Masina, esa mujer enigmática que nunca representó la edad que tenía (algo así como Bette Davis), sufrió las infidelidades de su esposo, quien decía que el sexo, la comida y hacer películas eran sus pasiones. Aun así consideraba a su esposa el hada madrina de su vida. Retomando lo que me resistía antes a mencionar, de alguna forma aquí Fellini se convierte en el Carroll de Alicia, pues introduce a un personaje real en su vida dentro de una atmósfera a las órdenes de sus normas y lo hace danzar casi como sonámbulo. Giulietta acude a otros ambientes para sobrellevar un matrimonio, como quizá la Catherine Deneuve de Belle de Jour (otro personaje fascinante para Buñuel), llegando a la duda de qué momentos pueden considerarse verosímiles y cuales entran en el universo onírico-surrealista de su vida. Hay algunos como el médico o el abogado que resultan intermediadotes entre la ficción y lo real (aunque acaben bailando en las directrices que les marca Giulietta). Otros como el del abuelo, nunca sabremos si existieron.
Fellini parece querer huir de los encorsetamientos argumentales, y en este caso como el de tantos parece querer decirnos: “Nunca hubo principio y final, pues esto no importa. Mis personajes necesitan conocerse tan solo desde el comienzo del film y hasta su final, así como todo lo que les envuelve”. Todo parece escapársele como niebla entre los dedos. Todo tiene que seguir su curso, no hay vara que valga en el marcar de su ritmo. Fellini siempre seguirá siendo un enigma como consecuencia de leyenda.

* **Por hacer**
Según el texto sobre Fellini, ¿qué decía el esposo de Masina que eran sus pasiones?

* **Extracto de datos**

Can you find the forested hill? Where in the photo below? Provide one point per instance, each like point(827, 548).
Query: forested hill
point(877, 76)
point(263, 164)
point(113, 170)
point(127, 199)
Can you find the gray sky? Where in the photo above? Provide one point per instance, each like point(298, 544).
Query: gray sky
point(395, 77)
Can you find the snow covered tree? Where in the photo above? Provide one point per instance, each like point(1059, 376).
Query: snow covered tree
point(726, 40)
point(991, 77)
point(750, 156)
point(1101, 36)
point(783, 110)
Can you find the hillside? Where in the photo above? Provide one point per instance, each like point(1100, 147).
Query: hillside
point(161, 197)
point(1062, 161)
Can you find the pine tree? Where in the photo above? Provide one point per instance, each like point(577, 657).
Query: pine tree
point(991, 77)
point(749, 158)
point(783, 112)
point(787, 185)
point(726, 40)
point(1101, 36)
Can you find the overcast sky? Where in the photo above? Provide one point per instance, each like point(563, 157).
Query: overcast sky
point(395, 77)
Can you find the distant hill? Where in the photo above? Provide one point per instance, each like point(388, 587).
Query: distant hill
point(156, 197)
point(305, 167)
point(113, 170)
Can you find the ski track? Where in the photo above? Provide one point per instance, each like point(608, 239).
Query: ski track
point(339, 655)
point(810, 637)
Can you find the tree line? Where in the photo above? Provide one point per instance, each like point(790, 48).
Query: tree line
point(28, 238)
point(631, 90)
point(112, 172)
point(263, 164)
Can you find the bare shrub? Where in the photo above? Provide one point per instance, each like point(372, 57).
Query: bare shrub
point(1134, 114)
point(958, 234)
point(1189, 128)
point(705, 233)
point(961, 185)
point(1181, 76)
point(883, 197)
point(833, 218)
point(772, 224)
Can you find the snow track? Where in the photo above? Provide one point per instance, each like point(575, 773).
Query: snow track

* **Resultado obtenido**
El sexo, la comida y hacer películas.